▶ Partes do exercício:
A. Você pode reproduzir, sem alterar nada, o trecho sobre a colonização na África, começando nas palavras "A história da" e parando depois de "reverbera desigualdades estruturais."?
B. Você pode reescrever as entradas, linha por linha e sem omitir texto, começando na linha que contém "of the keypad" e parando depois da última delas, com as coordenadas das respostas escaladas por 1,7 e arredondadas para números inteiros (metades para cima)? Mantenha todos os outros números como estão e devolva apenas essas linhas.

A história da colonização na África, marcada pela exploração brutal de recursos naturais, povos e culturas, deixou cicatrizes profundas no continente. Durante séculos, potências como França, Portugal e Inglaterra subjugaram nações africanas, saqueando territórios e impondo uma dinâmica que até hoje reverbera desigualdades estruturais.
Sputnik
Em entrevista ao Mundioka, podcast da Sputnik Brasil, o doutorando em ciência política da Universidade Federal do Rio Grande do Sul (UFRGS) e pesquisador Vinicius Zanchin detalhou que o impacto da colonização no desenvolvimento da África, sentida até os dias atuais, é fruto de uma movimentação complexa da Europa e de outros territórios que saquearam a região.
"As terras foram saqueadas, mas, principalmente, os recursos naturais foram extraídos para formar o desenvolvimento das potências colonizadoras. E isso continua até hoje", afirmou Zanchin.

▶ Entradas de dados:
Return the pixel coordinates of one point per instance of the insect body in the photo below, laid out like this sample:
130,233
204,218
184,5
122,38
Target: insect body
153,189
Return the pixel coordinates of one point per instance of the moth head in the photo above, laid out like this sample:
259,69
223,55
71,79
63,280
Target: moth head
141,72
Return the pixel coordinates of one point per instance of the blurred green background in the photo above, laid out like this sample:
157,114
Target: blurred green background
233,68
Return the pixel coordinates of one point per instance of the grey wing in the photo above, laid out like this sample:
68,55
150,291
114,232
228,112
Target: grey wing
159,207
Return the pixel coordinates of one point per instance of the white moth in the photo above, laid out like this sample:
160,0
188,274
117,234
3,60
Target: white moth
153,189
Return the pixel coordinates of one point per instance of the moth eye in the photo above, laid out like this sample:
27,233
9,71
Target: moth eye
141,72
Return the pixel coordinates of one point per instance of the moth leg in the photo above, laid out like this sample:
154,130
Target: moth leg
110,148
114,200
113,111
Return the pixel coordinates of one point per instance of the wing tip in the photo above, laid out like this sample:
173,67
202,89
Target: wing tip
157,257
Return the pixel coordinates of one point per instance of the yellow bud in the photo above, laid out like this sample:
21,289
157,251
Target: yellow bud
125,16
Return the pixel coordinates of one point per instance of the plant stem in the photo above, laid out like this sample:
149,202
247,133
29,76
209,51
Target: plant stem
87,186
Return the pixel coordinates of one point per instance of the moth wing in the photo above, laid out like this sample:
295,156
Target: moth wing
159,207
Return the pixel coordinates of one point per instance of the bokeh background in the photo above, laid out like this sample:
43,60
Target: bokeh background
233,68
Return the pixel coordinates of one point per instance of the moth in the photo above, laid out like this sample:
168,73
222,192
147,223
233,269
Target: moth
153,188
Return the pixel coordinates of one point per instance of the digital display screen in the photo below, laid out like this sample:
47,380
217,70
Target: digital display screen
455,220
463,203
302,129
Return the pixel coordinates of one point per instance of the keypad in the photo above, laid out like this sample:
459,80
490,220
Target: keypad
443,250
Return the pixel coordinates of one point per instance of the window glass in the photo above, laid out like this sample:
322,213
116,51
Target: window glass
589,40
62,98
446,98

▶ Resultados por tarefa:
A.
A história da colonização na África, marcada pela exploração brutal de recursos naturais, povos e culturas, deixou cicatrizes profundas no continente. Durante séculos, potências como França, Portugal e Inglaterra subjugaram nações africanas, saqueando territórios e impondo uma dinâmica que até hoje reverbera desigualdades estruturais.

B.
Return the pixel coordinates of one point per instance of the keypad in the photo above, laid out like this sample:
459,80
490,220
Target: keypad
753,425
Return the pixel coordinates of one point per instance of the window glass in the photo above, laid out like this sample:
322,213
116,51
Target: window glass
1001,68
105,167
758,167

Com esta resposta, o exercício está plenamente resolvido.